● Challenges:
1. List every place name that appears in the COP28 climate deal article, in the order it occurs.
2. Copy, word for word, the stretch of the COP28 climate deal article from "After two weeks" through "other important decisions.".

● Passage to read:
-----

Climate deal is a win for India. It got semantics right for developing economies

Swasti Rao

The 28th Conference of Parties in Dubai, COP28, concluded on 13 December with some important, and may I say, pleasantly surprising decisions.

To start with, given the world’s divisions and economic challenges, expectations were low that the climate conference would add anything significantly new.

Since this year’s conference was a stocktake of the efforts made through the COP platform toward Paris goals, it had not kindled the same engagement and enthusiasm as COP27 in Egypt.

Last year’s COP concluded with a historic agreement to set up a Loss and Damage Fund for poor countries, but the task of setting a realistic target for contributions from advanced economies was left to later negotiations.

In a major breakthrough, this fund has been established this year with new pledges totalling $792 million. But that is not all. COP stocktakes happen every few years, and the conclusion drawn is mostly bleak for the future of climate goals.

This time, however, it promises to be different with a new climate deal, with brand new semantics of ‘transitioning away’ rather than ‘phasing out’ from fossil fuels.

After two weeks of controversy and bitter negotiations, not only did the 200 parties agree to this deal but also took at least eight other important decisions.

Of these, three are directed toward establishing or strengthening dialogues, three are procedural, one sets the date for the next global stocktake (starting 2026), and another creates a new tech-implementation programme.

Technical as they may sound, they are all focused on the core objective of limiting global warming to 1.5º C and reaching net zero carbon dioxide emissions by 2050.

-----

● Data section:
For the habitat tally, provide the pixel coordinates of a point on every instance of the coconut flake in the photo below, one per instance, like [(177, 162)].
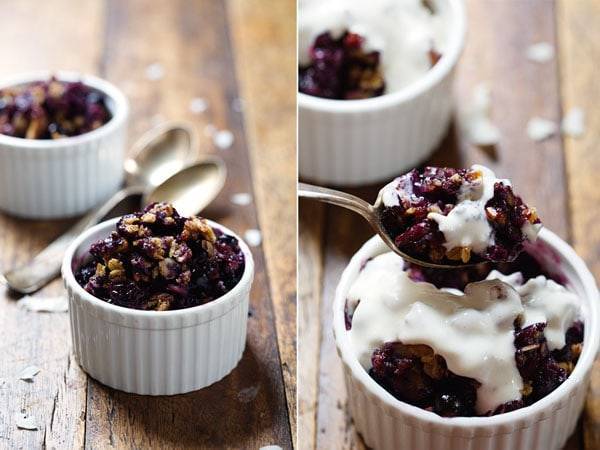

-----

● Answers in order:
1. India, Dubai, Paris, Egypt

2.
After two weeks of controversy and bitter negotiations, not only did the 200 parties agree to this deal but also took at least eight other important decisions.